Directions | No record may be omitted; give all of them again exactly.

Supplied records |
▼▼▼
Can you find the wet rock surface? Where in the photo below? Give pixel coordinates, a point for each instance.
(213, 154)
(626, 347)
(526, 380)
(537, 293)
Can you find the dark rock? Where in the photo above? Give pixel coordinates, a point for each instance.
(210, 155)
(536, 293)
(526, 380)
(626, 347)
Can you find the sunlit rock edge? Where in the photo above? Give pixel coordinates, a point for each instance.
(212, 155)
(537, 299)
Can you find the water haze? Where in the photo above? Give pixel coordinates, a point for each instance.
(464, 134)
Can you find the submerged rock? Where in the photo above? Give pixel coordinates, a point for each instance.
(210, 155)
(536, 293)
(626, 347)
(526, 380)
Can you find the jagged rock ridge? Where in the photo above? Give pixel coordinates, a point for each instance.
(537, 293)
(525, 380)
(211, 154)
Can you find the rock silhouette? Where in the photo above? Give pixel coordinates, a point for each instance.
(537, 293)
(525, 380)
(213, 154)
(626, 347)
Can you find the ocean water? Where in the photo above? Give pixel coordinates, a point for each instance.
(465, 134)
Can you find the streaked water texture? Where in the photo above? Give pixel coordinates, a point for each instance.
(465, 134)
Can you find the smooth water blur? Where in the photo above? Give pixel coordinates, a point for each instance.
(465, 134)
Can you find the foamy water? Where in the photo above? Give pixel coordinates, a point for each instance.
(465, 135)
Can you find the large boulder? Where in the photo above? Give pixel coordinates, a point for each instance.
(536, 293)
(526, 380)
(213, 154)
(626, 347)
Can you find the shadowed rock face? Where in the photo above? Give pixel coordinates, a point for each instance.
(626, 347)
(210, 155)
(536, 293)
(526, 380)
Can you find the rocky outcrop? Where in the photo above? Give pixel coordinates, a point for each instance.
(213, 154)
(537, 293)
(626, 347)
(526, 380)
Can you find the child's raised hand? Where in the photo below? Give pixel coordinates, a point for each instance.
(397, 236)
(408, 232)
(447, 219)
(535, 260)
▲▲▲
Worked solution |
Can you find the wet rock surface? Where in the photo below? Give pixel coordinates, a point for each instance.
(213, 154)
(626, 347)
(526, 380)
(537, 293)
Can you find the dark rock? Where in the photo above? Give pixel coordinates, a point for each instance.
(210, 155)
(536, 293)
(526, 380)
(626, 347)
Can you find the sunlit rock edge? Where in the photo above? Give pixel coordinates, a point for each instance.
(212, 155)
(537, 299)
Can you find the water haze? Where in the photo above? Give pixel coordinates, a point for each instance.
(464, 134)
Can you find the submerged rock? Where in the photo above? Give pixel coordinates, a point for each instance.
(210, 155)
(536, 293)
(626, 347)
(526, 380)
Can you find the jagged rock ridge? Where in the photo above? Give pixel coordinates, a point for each instance.
(537, 293)
(525, 380)
(211, 154)
Can you find the rock silhouette? Where in the photo above? Give pixel coordinates, a point for each instance.
(537, 293)
(525, 380)
(213, 154)
(626, 347)
Can you find the ocean water? Where in the photo above? Give pixel coordinates, a point for each instance.
(465, 134)
Can you find the streaked water texture? Where in the photo above? Give pixel coordinates, a point for each instance.
(465, 134)
Can you find the smooth water blur? Where in the photo above? Give pixel coordinates, a point for each instance.
(465, 134)
Can you find the foamy water? Where in the photo above? Give pixel coordinates, a point for each instance.
(465, 135)
Can you find the large boulder? Where in the photo above? Give pixel coordinates, a point for each instance.
(536, 293)
(526, 380)
(213, 154)
(626, 347)
Can you find the shadowed rock face? Where in the photo above? Give pixel coordinates, a point for each instance.
(626, 347)
(210, 155)
(536, 293)
(526, 380)
Can you find the rocky outcrop? Where in the photo above? Give pixel coordinates, a point for each instance.
(213, 154)
(537, 293)
(626, 347)
(526, 380)
Can you find the child's raised hand? Where in the photo below? Give pixel coordinates, a point for each instance.
(397, 236)
(408, 232)
(447, 219)
(535, 260)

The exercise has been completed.